__Activity__.
Pick up the forum post about earning respect after its last sentence and keep writing it.

SouthernWhiteGentile said:
Why don’t you call out shael yourself then?
I sort of did. I laid-out the account more or less in order of what happened.
(She?) is very elitist and likes to bully and push people around that (she) perceives as lesser (EVERYONE). (She?) ok I’m done with this shit, THEY have tried doing this to me before, made a comment saying I was delusional or an idiot, some babble like that, so I typed out a response basically disproving what this person had said and they never bothered to respond.
Now I didn’t make this post to shit on shael or anyone else, but since it was already relevant I figured I would share my experience. I see the other fellow in here Ghost has also had arguments with this person.
Now Fancy you sound upset, or rather disappointed, that people will stick up for me but not you, or that it seems like I can say and get away with things that you can’t, it seems like you don’t understand why that is, but it’s simple.
I don’t know your history, and I haven’t seen posts where you were attacked and criticized, but respect on the forum, just like in real life, has to be earned.
I'm a long-time member, from Yahoo! Groups and the previous forum, and I have been here for years now. I help with questions - mostly for newbs - where I know how to; I be silly on this Victorian forum of boring, old people muttering insults and curses to themselves; I share articles which I think are relevant; I have videos yet to upload - at least one or two of which are either an extension/full version of another, or which might not have been seen or shared yet; I try not to hold grudges - rather, I take (usually) most new threads as new ground, a new leaf, a new slate, a new start, but with Shael the repeated comments about being a retard, and also not quoting nor linking directly to any post where I was supposed to have said something (see above) was over more than one thread, so it's an exception; ages ago, I told a member to stop spamming the forum with his link he kept sharing, but he was just excited and enthusiastic to share things - I think he and I are OK with each other now; I have shared supposed cures about coronavirus-2019, one of which we have proclaimed before but someone I pinged ignored me (or to give the benefit of the doubt, maybe they weren't notified and they haven't checked that thread yet) so I cannot confirm what was said in that thread...
I think I should have earned respect by now. Is there something I'm doing wrong? Is everyone so fickle and pathetic? Maybe it is not them but it is me who is in the wrong somehow. I'll go around and insulting everyone and being a bully to everyone - then I'll get somewhere; you know the saying - "nice guys finish last"; maybe I should say the other saying - "no more Mr Nice Guy". I don't believe Satan, etc., are bullies and insulters like some people here, or strongly-opinionated and extreme, etc., so why the contradictions when I think I've been not bad or been OK?
I came in as a nobody. Everyone thought I was a redneck or some stupid kid that liked to rage about those dayum Knee-grows! So with the posts I made and the mentality I had and still do, I fought a lot, and have had disputes with many different people, and by the end of it, people always understood me and where I was coming from, so I got respect, even if someone doesn’t like me or my views, they won’t deny my stance and role in the hierarchy. So with that backstory, I hope it makes sense now why I have a strong reputation, and have people that are willing stand with me, when they were once afraid to.
I’m known as the young, hungry, and very militant white nationalist that is willing to defend his race and ideals to the death. A live wire. Being a warrior is very admirable.
The point of all that rambling is to say this, if you want something, fight for it. If you want people to like or respect you, or have your back, give them a reason to!

__Provided records__.
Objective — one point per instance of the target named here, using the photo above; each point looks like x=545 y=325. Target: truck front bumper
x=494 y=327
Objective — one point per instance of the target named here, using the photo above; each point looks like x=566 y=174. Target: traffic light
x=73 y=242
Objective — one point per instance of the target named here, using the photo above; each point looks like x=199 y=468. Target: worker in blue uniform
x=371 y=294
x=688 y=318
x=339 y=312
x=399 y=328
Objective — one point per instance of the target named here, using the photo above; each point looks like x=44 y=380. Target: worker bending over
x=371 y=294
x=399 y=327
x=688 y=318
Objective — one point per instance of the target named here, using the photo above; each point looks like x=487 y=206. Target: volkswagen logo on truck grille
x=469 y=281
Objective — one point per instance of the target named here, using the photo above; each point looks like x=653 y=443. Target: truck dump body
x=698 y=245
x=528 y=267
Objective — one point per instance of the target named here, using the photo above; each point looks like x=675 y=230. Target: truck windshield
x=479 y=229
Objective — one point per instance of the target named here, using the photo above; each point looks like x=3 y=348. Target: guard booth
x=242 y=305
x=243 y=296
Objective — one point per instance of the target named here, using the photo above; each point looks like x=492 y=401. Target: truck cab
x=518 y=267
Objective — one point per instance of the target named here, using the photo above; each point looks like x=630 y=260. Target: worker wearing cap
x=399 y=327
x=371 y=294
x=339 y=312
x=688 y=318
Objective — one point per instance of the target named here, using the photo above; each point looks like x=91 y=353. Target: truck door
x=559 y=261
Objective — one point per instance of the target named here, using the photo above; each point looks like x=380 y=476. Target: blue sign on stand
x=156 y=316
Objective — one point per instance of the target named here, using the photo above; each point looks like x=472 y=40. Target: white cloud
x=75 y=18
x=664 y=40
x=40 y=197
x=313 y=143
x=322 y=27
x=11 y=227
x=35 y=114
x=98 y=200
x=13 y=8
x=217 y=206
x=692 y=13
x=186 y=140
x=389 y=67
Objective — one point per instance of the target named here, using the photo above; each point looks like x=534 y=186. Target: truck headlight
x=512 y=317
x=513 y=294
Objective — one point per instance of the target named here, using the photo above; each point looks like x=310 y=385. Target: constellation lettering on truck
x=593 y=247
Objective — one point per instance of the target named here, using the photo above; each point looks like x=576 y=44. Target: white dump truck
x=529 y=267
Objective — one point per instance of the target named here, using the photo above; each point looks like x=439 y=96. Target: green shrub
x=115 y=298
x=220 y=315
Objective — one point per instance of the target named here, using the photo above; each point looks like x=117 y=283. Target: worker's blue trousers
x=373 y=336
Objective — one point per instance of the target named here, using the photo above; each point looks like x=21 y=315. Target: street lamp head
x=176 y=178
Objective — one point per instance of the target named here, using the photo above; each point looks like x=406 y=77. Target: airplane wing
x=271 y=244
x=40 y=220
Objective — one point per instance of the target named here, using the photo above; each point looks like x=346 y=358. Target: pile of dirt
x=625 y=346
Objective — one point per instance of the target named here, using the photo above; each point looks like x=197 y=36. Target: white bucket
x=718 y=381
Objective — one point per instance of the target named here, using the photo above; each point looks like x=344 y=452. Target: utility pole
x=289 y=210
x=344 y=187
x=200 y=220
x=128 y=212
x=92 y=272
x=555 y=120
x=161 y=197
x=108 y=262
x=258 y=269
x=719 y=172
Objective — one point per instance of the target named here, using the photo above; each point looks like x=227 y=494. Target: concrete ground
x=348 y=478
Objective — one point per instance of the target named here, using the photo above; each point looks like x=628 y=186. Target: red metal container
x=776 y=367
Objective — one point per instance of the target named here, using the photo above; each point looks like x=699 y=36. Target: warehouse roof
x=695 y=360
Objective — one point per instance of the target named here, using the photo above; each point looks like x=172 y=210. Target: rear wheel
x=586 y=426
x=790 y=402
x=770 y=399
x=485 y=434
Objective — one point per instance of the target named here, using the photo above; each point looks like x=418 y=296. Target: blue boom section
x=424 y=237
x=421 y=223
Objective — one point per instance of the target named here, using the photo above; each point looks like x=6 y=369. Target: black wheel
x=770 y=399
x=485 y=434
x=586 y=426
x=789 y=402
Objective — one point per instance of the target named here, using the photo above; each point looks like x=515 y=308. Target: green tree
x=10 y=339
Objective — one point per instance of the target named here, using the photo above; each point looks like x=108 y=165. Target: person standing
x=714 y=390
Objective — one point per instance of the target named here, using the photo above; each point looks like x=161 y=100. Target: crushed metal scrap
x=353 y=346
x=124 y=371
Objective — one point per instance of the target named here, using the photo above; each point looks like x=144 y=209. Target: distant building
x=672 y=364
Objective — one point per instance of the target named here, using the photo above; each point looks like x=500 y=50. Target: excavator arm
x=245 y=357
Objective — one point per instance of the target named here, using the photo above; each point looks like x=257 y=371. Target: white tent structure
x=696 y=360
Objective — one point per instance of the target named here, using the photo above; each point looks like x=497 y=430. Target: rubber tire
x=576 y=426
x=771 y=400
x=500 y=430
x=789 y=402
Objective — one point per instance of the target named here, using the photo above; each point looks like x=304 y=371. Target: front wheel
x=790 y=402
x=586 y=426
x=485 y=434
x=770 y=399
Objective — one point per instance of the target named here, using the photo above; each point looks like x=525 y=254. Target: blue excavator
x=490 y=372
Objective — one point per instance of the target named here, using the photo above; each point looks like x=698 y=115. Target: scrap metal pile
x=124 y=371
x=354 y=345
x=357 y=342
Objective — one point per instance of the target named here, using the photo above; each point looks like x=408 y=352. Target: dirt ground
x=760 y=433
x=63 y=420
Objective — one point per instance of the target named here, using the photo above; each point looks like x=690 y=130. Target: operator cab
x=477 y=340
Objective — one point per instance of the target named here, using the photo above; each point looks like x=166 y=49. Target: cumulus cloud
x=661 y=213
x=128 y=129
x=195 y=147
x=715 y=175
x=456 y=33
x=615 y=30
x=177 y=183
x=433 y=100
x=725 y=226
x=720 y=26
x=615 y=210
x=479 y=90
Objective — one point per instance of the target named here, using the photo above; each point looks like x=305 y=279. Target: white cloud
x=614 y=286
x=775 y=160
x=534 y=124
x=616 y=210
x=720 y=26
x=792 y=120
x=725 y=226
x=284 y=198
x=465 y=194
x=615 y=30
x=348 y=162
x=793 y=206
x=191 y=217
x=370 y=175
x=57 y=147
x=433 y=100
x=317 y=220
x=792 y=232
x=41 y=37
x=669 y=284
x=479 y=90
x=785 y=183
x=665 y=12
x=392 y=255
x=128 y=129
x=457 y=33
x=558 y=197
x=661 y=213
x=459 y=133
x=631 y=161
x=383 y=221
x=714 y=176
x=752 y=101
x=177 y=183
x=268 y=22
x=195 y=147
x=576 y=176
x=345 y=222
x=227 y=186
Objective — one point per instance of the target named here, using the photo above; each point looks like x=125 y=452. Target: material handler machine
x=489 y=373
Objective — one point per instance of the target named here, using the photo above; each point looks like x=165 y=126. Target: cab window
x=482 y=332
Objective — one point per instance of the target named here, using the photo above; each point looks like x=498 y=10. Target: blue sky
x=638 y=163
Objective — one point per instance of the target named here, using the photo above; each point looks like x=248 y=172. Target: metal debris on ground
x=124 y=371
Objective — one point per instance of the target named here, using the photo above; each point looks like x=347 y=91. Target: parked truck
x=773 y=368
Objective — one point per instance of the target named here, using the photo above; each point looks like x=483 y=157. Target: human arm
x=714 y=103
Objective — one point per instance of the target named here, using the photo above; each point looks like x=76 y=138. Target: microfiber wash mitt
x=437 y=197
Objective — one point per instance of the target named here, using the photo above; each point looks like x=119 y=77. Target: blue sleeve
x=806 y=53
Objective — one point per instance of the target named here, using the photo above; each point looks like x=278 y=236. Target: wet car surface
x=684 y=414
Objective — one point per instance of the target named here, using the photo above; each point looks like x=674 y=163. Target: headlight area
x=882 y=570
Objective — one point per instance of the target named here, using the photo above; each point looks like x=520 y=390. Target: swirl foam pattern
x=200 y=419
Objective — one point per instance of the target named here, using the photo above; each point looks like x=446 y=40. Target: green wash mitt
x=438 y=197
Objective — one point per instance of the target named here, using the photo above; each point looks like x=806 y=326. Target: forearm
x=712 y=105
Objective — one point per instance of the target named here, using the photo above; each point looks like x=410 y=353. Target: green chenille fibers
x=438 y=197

__Written answer__.
As I have said, I've been on forums and chatrooms for years, so I have quite a good understanding of how they work. Evidently, I don't know what people - or dare I say some sheeple - here want. I've been here for ages and I've been helpful, so I should be respected by now. I know this is sounding like me demanding it, which is impossible, and it seems like I am turning into a spoilt brat but obviously with not being given everything I want or demand, that is not the case; but in objective terms - I've been, I've helped, I've done the things as I said above, etc., so what's my reward? BS, slander/libel, being ignored, etc.? What a wonderful, funderful universe this turned out to be. I've put all of this effort in for years, and for what? For naught.
With that being said I don’t know your reputation or story, it looks like you are a veteran member which is already a respectable trait. I don’t know what else to tell you except to stand up for yourself boldly and don’t back down, then people will learn to stop fucking with you.
I used to. I have retalliated and told people. I don't know if this is permanent or just a phase but for now it's like, "StFU and let me get on with it, dickheads" and I can't be arsed with all of the petty squabbling and immature stupid things - and that is to any relevant users here which I say it directly. One false police murder (and continued repeated attempts since...) of a drugged-up idiot Black caused the entire World, and the greatest majority being non-Blacks, to retard about for a few months. Maybe I should stop being online and go do something very stupid in the Physical World instead.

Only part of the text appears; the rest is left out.